Pick out every line in the records below that contains the word "back", and copy each of those lines. Case counts.

(Location labeling records)
[start]
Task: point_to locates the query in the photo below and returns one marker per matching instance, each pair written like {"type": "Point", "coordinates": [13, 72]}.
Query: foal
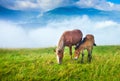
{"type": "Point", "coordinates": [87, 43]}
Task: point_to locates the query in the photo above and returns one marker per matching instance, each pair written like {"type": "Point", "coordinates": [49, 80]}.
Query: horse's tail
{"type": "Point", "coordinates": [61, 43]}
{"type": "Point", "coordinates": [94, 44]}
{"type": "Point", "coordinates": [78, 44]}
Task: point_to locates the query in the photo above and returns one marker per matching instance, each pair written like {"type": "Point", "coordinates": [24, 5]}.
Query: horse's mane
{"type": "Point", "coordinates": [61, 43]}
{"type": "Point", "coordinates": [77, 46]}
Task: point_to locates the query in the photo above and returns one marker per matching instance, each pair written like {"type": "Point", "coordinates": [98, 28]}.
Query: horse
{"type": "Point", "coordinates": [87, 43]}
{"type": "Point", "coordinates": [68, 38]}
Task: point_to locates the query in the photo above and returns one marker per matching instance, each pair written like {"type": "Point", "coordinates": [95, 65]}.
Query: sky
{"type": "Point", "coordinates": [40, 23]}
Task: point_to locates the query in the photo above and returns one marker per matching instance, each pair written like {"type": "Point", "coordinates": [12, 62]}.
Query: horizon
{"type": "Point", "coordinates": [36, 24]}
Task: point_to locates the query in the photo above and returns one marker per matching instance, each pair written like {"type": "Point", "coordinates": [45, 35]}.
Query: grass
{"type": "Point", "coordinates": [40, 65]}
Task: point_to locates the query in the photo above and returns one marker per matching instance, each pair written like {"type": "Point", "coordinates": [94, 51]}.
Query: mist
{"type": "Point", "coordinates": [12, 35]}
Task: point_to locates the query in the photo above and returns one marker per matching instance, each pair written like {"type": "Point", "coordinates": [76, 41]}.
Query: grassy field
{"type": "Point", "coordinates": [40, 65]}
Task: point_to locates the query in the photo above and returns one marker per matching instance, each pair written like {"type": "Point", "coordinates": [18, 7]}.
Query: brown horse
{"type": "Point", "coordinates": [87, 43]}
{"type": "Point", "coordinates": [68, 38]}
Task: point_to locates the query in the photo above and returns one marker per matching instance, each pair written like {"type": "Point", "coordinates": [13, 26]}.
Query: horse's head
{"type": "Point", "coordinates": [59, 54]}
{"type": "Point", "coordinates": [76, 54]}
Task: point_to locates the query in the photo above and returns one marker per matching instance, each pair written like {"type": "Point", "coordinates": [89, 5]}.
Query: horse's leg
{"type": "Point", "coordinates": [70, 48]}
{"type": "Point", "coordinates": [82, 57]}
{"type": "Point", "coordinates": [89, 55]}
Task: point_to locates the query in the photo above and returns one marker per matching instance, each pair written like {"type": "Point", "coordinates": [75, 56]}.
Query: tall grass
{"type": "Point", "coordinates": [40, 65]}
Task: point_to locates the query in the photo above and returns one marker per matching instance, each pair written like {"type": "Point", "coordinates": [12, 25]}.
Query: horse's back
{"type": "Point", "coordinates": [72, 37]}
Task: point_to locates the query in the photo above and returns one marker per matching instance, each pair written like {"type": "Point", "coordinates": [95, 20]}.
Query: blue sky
[end]
[start]
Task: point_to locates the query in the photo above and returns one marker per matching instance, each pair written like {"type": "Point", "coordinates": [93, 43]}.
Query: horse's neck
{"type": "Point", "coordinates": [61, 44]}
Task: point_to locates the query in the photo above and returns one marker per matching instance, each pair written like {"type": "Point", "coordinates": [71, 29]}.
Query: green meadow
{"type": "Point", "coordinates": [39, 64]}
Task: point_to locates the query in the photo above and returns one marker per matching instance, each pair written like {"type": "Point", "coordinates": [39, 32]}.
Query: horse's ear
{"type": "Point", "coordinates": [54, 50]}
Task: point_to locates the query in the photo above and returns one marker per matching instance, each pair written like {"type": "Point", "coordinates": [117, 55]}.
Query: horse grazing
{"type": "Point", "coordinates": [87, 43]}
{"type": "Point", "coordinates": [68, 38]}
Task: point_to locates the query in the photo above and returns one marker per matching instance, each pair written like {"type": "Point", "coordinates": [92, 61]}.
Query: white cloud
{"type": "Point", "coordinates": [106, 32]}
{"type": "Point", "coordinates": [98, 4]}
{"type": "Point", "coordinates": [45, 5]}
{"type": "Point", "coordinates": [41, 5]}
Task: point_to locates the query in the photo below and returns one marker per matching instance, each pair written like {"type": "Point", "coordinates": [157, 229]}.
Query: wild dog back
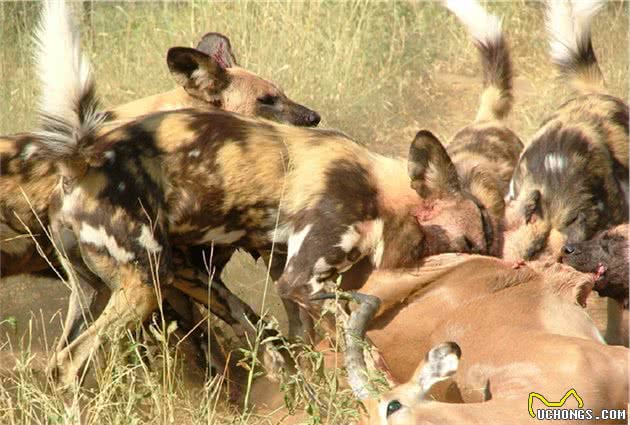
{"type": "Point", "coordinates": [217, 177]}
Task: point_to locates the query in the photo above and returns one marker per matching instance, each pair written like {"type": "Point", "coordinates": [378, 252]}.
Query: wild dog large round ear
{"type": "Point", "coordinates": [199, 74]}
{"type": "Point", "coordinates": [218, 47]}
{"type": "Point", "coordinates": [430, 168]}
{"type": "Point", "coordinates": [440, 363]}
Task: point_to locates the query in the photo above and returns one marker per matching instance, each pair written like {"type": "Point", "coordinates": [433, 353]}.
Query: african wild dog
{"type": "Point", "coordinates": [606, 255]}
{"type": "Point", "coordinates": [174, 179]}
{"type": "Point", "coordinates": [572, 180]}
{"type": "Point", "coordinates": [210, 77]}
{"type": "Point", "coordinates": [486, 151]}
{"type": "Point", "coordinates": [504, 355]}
[end]
Correct response -
Query: horse's back
Query: wild dog back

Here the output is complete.